:: Work order ::
Can the data below be echoed back word for word?

*** Opening of Records for processing ***

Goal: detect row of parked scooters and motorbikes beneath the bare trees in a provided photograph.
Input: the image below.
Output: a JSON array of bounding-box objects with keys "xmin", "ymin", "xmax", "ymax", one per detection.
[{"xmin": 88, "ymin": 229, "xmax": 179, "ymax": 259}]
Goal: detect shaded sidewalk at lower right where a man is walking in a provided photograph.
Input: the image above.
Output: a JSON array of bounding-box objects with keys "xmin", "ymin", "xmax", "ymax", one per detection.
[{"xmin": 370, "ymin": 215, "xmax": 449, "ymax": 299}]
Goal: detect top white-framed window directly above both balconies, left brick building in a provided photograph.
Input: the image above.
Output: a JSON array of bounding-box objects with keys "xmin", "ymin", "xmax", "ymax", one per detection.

*** Close of Records for processing ***

:: Expected answer ::
Goal: detect row of parked scooters and motorbikes beneath the bare trees in a provided photograph.
Input: the image below.
Output: a JSON array of bounding-box objects with keys "xmin", "ymin", "xmax", "ymax", one per detection.
[{"xmin": 88, "ymin": 229, "xmax": 179, "ymax": 259}]
Goal: detect shaded sidewalk at lower right where a man is walking in a provided photograph.
Input: the image above.
Output: a JSON array of bounding-box objects with keys "xmin", "ymin", "xmax", "ymax", one per detection.
[{"xmin": 370, "ymin": 215, "xmax": 449, "ymax": 299}]
Goal: detect top white-framed window directly above both balconies, left brick building in a provided photograph.
Input: the image above.
Output: a JSON array of bounding-box objects with keys "xmin", "ymin", "xmax", "ymax", one per detection.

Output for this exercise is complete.